Return every one of the entries below word for word, in the order given.

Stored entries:
=-=-=-=-=
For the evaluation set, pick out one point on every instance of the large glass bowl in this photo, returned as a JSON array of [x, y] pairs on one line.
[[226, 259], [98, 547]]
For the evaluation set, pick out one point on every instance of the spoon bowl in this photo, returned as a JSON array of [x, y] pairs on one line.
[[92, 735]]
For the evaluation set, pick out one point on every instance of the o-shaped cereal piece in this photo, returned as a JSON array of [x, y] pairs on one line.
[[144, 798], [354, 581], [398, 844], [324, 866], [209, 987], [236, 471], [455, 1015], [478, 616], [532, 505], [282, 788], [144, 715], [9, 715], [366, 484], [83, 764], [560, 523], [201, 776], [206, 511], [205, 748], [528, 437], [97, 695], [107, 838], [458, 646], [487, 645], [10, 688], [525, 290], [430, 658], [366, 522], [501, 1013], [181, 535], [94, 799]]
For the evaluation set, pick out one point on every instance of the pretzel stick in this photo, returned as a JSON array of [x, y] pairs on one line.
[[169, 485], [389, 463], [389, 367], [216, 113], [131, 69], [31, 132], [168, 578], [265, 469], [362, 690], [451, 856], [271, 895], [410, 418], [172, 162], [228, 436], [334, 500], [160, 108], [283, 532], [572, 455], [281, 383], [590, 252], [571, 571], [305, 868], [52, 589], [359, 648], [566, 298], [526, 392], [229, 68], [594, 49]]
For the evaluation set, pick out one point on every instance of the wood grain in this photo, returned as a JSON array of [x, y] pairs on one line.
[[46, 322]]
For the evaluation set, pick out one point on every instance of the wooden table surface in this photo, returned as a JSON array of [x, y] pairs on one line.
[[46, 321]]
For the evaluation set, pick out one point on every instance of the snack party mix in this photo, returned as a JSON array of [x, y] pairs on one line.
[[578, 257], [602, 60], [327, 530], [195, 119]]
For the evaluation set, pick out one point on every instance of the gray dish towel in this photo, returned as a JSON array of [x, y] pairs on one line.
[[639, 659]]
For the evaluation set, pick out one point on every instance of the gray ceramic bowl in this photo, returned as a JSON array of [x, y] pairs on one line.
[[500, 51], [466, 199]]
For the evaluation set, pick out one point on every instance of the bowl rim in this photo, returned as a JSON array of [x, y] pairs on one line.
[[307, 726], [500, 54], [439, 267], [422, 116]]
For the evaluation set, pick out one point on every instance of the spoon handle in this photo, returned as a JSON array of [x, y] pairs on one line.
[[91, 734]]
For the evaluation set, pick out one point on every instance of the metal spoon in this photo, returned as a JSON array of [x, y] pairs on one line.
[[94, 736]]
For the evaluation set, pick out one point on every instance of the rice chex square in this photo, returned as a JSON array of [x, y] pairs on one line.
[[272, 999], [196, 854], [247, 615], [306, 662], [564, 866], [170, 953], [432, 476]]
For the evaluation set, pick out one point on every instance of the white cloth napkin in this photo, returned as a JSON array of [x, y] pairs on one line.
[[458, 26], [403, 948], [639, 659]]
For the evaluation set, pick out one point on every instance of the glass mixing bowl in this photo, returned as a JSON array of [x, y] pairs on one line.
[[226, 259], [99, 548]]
=-=-=-=-=
Reply to the task =>
For the evaluation set, pick out one point on every instance of the large glass bowl in this photo, returned as a JSON array of [x, y] pairs on one line.
[[226, 259], [98, 547]]
For the evaluation set, pick out one point on every instance of the spoon bowl in this photo, returned as a JSON array of [x, y] pairs on one line.
[[92, 735]]
For the evaluation set, pick out one point on every instance of the o-shaped cereal piece in this photo, returned as a JSON array of [x, y] pairs on one line.
[[144, 798], [354, 581], [398, 844], [324, 866], [209, 987], [236, 471], [455, 1015], [478, 616], [532, 505], [282, 788], [144, 715], [9, 715], [366, 484], [83, 764], [560, 523], [201, 776], [206, 511], [205, 748], [528, 437], [97, 695], [107, 838], [458, 646], [487, 645], [10, 688], [525, 290], [430, 658], [366, 522], [501, 1013], [181, 535], [94, 799]]
For the evaluation set, pick out one point on every instance of the pretzel stick in this photo, returned as a JSON array of [x, y] pairs on one line.
[[169, 485], [389, 463], [389, 367], [216, 113], [131, 69], [31, 132], [168, 578], [265, 469], [362, 690], [451, 856], [271, 895], [410, 418], [172, 162], [228, 436], [334, 500], [160, 108], [283, 532], [572, 455], [281, 383], [590, 252], [571, 571], [305, 868], [52, 589], [359, 648], [566, 298], [526, 392], [229, 68], [594, 49]]
For the evaluation set, pick out one point on every instance of the wood grain in this photo, returned as a JSON array of [x, y] pairs on one line.
[[46, 322]]
For the evaluation set, pick out one point on every instance of the wooden table surface in this photo, returned as a JSON array of [x, y] pairs on one line.
[[46, 321]]
For the evaluation set, pick out one point on every instance of the snack party mix in this photo, returned as a JSON array of [x, y] pairs on one line.
[[578, 257], [602, 60], [327, 530], [195, 119]]
For the evaluation set, pick out one point on every instance of the gray dish towel in this photo, returned as a JSON array of [x, y] pairs on one line.
[[639, 659]]
For the evaluation set, pick out one point on every instance of the gray ceramic bowl in this photo, returned as a JSON array of [x, y] pairs on one line.
[[500, 51], [466, 199]]
For the evaluation set, pick out one point on every instance of the bowl rim in this photo, returned as a JSON array of [x, y] pairs on one line.
[[307, 726], [500, 54], [439, 267], [422, 116]]
For the evaluation set, pick out one point on every instance of the spoon handle in this photo, returned as a JSON array of [x, y] pairs on one line.
[[91, 734]]
For the evaluation set, pick out one point on every instance of the metal spoon in this photo, returned as a JSON array of [x, y] pairs on one line.
[[94, 736]]
For the evaluation set, pick out one point on every instance of the rice chex square in this photo, returned as a JSON array of [x, y] pairs on one line.
[[272, 999], [196, 854], [247, 615], [306, 662], [564, 866], [170, 953], [432, 476]]
For the evaluation set, pick out one point on every instance of the white cloth napkin in this photo, returned as a JSON array of [x, y] pairs on one line.
[[458, 26], [403, 948], [639, 659]]
For the evaluation set, pick out one point on every instance of the glass mixing bowl in this photo, returned as a JSON array of [x, y] pairs on one line.
[[226, 259], [99, 548]]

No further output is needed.